[BEGIN Records provided]

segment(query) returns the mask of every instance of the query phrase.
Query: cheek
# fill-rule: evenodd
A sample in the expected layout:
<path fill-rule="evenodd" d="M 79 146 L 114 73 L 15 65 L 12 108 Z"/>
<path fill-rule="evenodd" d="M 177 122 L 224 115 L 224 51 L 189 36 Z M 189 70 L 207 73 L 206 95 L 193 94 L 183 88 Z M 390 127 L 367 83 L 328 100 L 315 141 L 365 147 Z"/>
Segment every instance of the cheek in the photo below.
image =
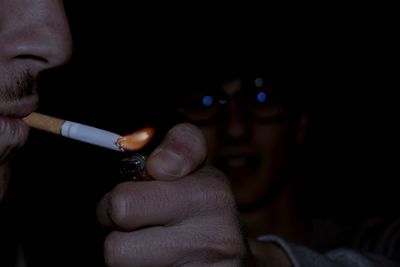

[END Records provided]

Instructions to follow →
Write out every line of the records above word for word, leaving out the pictures.

Expected answer →
segment(query) returns the mask of every instance of the query phrase.
Query: cheek
# fill-rule: evenodd
A sample in the expected layout:
<path fill-rule="evenodd" d="M 79 146 L 114 73 L 15 65 L 12 108 Z"/>
<path fill-rule="evenodd" d="M 177 122 L 224 115 L 224 51 L 189 36 Z M 189 70 L 207 73 L 206 95 L 193 94 L 183 88 Z M 390 127 L 367 83 L 328 100 L 315 141 L 365 147 Z"/>
Segment every instance of the cheek in the photo below.
image =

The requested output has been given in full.